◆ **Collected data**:
☆ ☆ ☆ ☆

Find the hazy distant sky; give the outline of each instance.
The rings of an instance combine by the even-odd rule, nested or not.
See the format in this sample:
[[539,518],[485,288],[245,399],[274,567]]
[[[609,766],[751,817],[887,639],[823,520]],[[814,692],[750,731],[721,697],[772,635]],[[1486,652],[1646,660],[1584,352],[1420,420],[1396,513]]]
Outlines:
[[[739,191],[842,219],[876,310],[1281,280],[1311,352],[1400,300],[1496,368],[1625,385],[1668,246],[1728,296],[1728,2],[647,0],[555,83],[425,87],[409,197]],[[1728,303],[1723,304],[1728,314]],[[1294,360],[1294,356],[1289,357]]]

☆ ☆ ☆ ☆

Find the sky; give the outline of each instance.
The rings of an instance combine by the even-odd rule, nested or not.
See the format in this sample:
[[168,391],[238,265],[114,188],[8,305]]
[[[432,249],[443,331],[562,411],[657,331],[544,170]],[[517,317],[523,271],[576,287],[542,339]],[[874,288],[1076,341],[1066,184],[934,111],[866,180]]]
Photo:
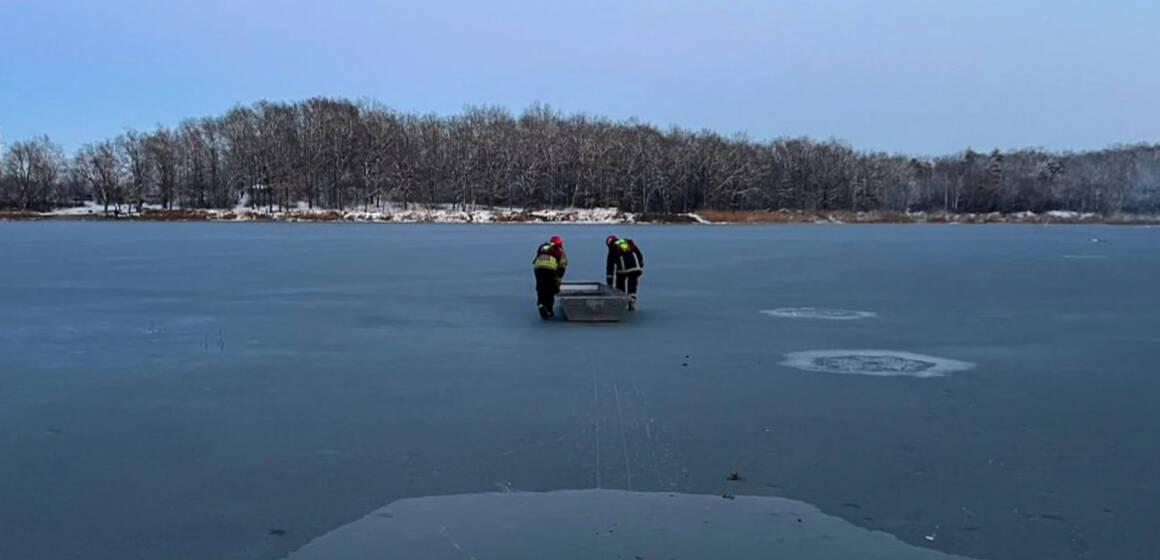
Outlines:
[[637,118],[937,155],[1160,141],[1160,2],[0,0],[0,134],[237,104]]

☆ ☆ ☆ ☆

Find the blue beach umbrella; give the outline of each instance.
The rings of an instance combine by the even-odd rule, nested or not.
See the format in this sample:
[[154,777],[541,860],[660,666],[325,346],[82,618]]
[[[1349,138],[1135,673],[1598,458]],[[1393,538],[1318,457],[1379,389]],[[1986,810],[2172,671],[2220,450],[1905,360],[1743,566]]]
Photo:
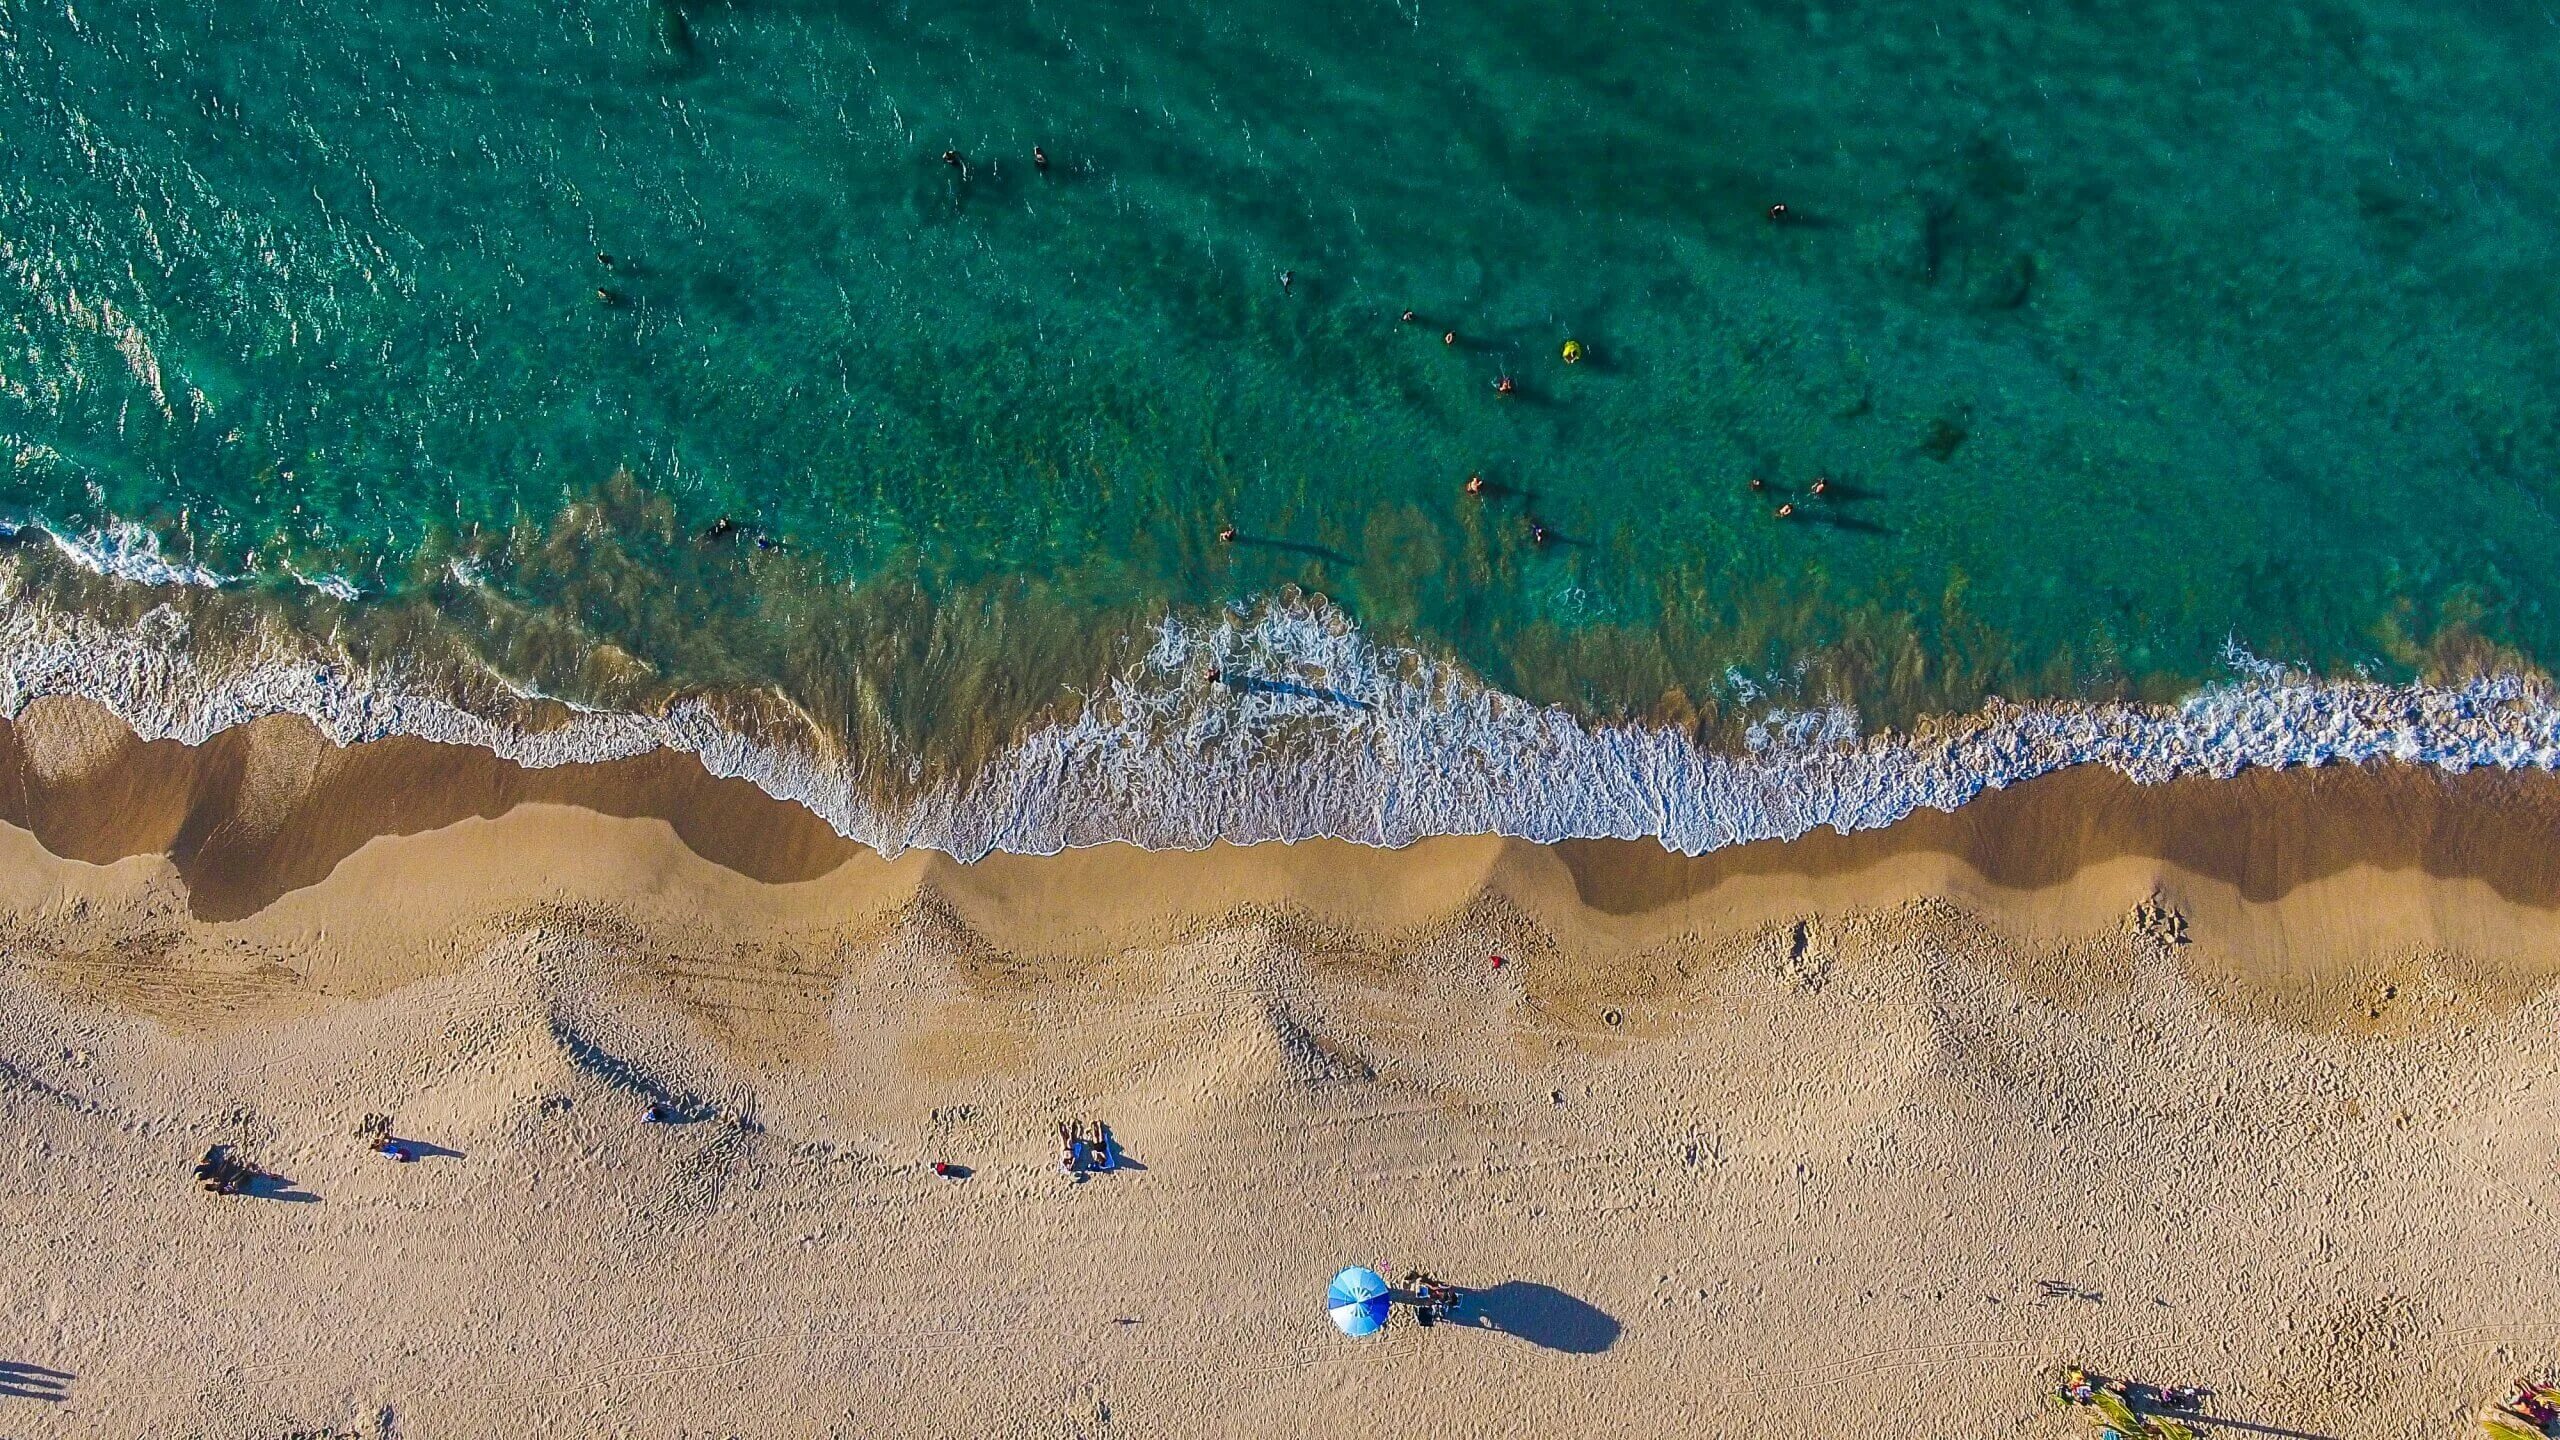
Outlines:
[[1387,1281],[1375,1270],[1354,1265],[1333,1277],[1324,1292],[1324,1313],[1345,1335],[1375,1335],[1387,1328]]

☆ ☆ ☆ ☆

◆ **What to work on**:
Every line above that holds the word "give" is to be found and copied.

◆ **Exercise result**:
Find the hazy distant sky; give the outline of each instance.
Find the sky; give the outline of each instance.
Find the blue beach umbrella; give the outline of each instance.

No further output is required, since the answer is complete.